Excerpted text »
──────

I have attached the security keys here as the cluster does not exist anymore and it might help to understand if I am providing the secrets in wrong format.

Curl Payload used to create connector


curl --location --request POST 'http://localhost:8083/connectors' \
--header 'Content-Type: application/json' \
--data-raw '{
    "name": "jdbc-media-events-sink",
    "config": {
        "connector.class": "io.confluent.connect.jdbc.JdbcSinkConnector",
        "tasks.max": 1,
        "connection.url": "jdbc:xxxxxxx://xxxxxxxxxxx.xxxxxxxxxxx.ap-south-1.rds.amazonaws.com:5432/xxxxxxxx",
        "connection.user": "xxxxxxxxx",
        "connection.password": "xxxxxx",
        "key.converter": "org.apache.kafka.connect.storage.StringConverter",
        "key.converter.schemas.enable": "false",
        "value.converter": "io.confluent.connect.avro.AvroConverter",
        "value.converter.schema.registry.url": "https://psrc-p6o1m.eu-central-1.aws.confluent.cloud",
        "value.converter.schemas.enable": "true",
        "topics": "media_events",
        "table.name.format": "${topic} ",
        "auto.create": "true",
        "poll.interval.ms": 1000,
        "pk.mode": "kafka",
        "pk.fields": "",
        "insert.mode": "INSERT",
        "transforms": "renameTopic",
        "transforms.renameTopic.type": "org.apache.kafka.connect.transforms.RegexRouter",
        "transforms.renameTopic.regex": "media_events",
        "transforms.renameTopic.replacement": "media_events"
    }
}'

Exception in connect


connect    | [2023-01-14 20:33:31,332] INFO [Consumer clientId=connector-consumer-jdbc-media-events-sink-0, groupId=connect-jdbc-media-events-sink] Adding newly assigned partitions: avro_media-0 (org.apache.kafka.clients.consumer.internals.ConsumerCoordinator)

──────

Given entries »

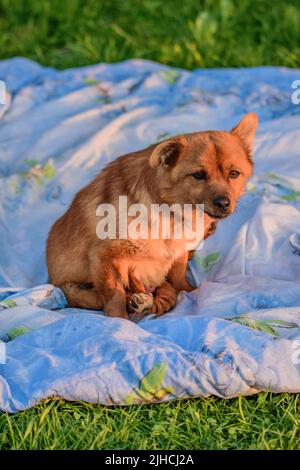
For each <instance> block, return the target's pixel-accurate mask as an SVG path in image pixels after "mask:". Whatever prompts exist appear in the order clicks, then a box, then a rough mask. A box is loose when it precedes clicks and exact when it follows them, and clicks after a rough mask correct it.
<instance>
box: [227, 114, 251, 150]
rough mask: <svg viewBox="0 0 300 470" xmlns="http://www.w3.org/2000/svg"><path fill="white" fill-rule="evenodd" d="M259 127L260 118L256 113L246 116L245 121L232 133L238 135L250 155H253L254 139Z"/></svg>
mask: <svg viewBox="0 0 300 470" xmlns="http://www.w3.org/2000/svg"><path fill="white" fill-rule="evenodd" d="M257 126H258V116H257V114H256V113H248V114H245V116H244V117H243V119H242V120H241V121H240V122H239V123H238V125H237V126H235V127H234V128H233V129H232V130H231V133H232V134H235V135H237V136H238V137H239V138H240V139H241V141H242V142H243V145H244V147H245V149H246V150H247V152H248V153H249V155H251V154H252V150H253V143H254V137H255V133H256V130H257Z"/></svg>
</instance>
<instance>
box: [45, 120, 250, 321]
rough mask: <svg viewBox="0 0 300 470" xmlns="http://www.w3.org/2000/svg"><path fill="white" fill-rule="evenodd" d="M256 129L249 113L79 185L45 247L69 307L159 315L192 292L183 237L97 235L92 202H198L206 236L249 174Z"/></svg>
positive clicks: (110, 168)
mask: <svg viewBox="0 0 300 470" xmlns="http://www.w3.org/2000/svg"><path fill="white" fill-rule="evenodd" d="M257 126H258V118H257V115H256V114H255V113H248V114H246V115H245V116H244V117H243V118H242V120H241V121H240V122H239V123H238V125H237V126H236V127H234V128H233V129H232V130H231V131H229V132H226V131H205V132H195V133H190V134H183V135H179V136H175V137H172V138H169V139H167V140H164V141H162V142H160V143H157V144H154V145H151V146H150V147H148V148H146V149H144V150H141V151H137V152H134V153H129V154H126V155H123V156H121V157H119V158H117V159H116V160H114V161H112V162H111V163H109V164H108V165H107V166H106V167H105V168H104V169H103V170H102V171H101V172H100V173H99V174H98V176H96V178H95V179H94V180H93V181H92V182H91V183H90V184H88V185H87V186H86V187H84V188H83V189H81V191H79V192H78V193H77V194H76V196H75V198H74V200H73V202H72V203H71V205H70V207H69V209H68V210H67V212H66V213H65V214H64V215H63V216H62V217H61V218H60V219H58V220H57V221H56V222H55V223H54V225H53V226H52V228H51V230H50V233H49V236H48V240H47V248H46V256H47V266H48V273H49V278H50V282H51V283H53V284H54V285H55V286H58V287H60V288H61V289H62V290H63V292H64V294H65V296H66V298H67V300H68V303H69V305H70V306H72V307H81V308H87V309H97V310H104V311H105V313H106V314H107V315H108V316H111V317H121V318H125V319H129V315H130V314H134V313H135V312H141V311H143V312H144V313H145V312H146V313H148V312H152V313H155V314H156V315H162V314H164V313H165V312H166V311H168V310H169V309H170V308H172V307H174V305H175V304H176V300H177V295H178V293H179V292H180V291H182V290H184V291H190V290H192V289H193V287H192V286H191V285H190V284H189V283H188V281H187V280H186V270H187V263H188V259H189V250H188V249H187V246H186V243H185V240H183V239H181V240H178V239H175V238H174V237H172V236H171V238H170V239H163V238H161V237H160V236H159V238H158V239H151V237H148V238H147V239H142V238H140V239H134V240H133V239H131V238H125V239H123V238H120V237H117V238H116V239H110V238H106V239H99V237H98V236H97V234H96V227H97V223H98V220H99V218H98V217H97V214H96V211H97V207H99V205H101V204H111V205H112V206H113V207H115V208H117V207H118V200H119V196H120V195H123V196H126V197H127V201H128V205H131V204H143V205H144V206H145V207H147V208H149V207H150V206H151V204H166V205H167V206H171V205H172V204H174V203H176V204H179V206H183V205H184V204H191V205H192V207H194V206H195V205H196V204H203V205H204V237H207V236H209V235H211V234H212V233H213V232H214V230H215V229H216V227H217V224H218V223H219V222H220V221H221V220H222V219H225V218H226V217H228V216H229V215H230V214H232V212H234V210H235V208H236V204H237V201H238V199H239V198H240V196H241V195H242V193H243V191H244V189H245V184H246V182H247V179H248V178H249V177H250V176H251V174H252V170H253V162H252V156H251V155H252V149H253V141H254V137H255V133H256V130H257ZM116 214H117V218H119V217H120V213H118V212H116ZM130 220H131V219H130ZM173 228H174V225H173ZM172 233H173V232H172ZM159 234H160V235H161V232H159Z"/></svg>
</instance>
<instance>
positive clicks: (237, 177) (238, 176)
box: [229, 170, 240, 179]
mask: <svg viewBox="0 0 300 470" xmlns="http://www.w3.org/2000/svg"><path fill="white" fill-rule="evenodd" d="M239 176H240V172H239V171H237V170H231V171H230V172H229V178H231V179H235V178H238V177H239Z"/></svg>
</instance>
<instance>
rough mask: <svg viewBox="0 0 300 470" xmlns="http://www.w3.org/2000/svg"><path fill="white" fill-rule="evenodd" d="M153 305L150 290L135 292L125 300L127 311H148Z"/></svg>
mask: <svg viewBox="0 0 300 470" xmlns="http://www.w3.org/2000/svg"><path fill="white" fill-rule="evenodd" d="M152 307H153V295H152V294H151V293H150V292H140V293H135V294H132V295H131V296H130V298H129V299H128V302H127V308H128V312H129V313H143V314H146V313H150V312H151V310H152Z"/></svg>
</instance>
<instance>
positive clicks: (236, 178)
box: [149, 113, 258, 219]
mask: <svg viewBox="0 0 300 470" xmlns="http://www.w3.org/2000/svg"><path fill="white" fill-rule="evenodd" d="M257 124H258V118H257V115H256V114H254V113H249V114H246V115H245V116H244V117H243V119H242V120H241V121H240V122H239V124H238V125H237V126H236V127H235V128H234V129H232V130H231V131H230V132H222V131H207V132H197V133H193V134H185V135H182V136H177V137H174V138H171V139H168V140H166V141H164V142H161V143H160V144H158V145H157V146H156V147H155V148H154V150H153V152H152V153H151V155H150V160H149V163H150V166H151V167H152V168H155V169H156V171H157V178H158V180H159V185H158V186H159V190H160V198H161V200H162V202H166V203H167V204H173V203H180V204H204V210H205V212H206V213H207V214H208V215H209V216H210V217H211V218H213V219H221V218H224V217H227V216H228V215H229V214H231V213H232V212H233V211H234V210H235V208H236V203H237V201H238V199H239V197H240V196H241V194H242V193H243V191H244V188H245V184H246V181H247V179H248V178H249V176H250V175H251V173H252V167H253V163H252V159H251V153H252V148H253V141H254V136H255V132H256V129H257Z"/></svg>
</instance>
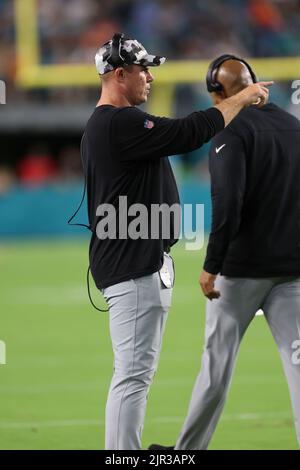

──────

Problem »
Please answer these questions from the connector text above:
(a) What name does the curl payload give the connector?
(b) Which topic is set in the "topics" field?
(c) Which partition does the log line under "Exception in connect" report as newly assigned?

Answer space »
(a) jdbc-media-events-sink
(b) media_events
(c) avro_media-0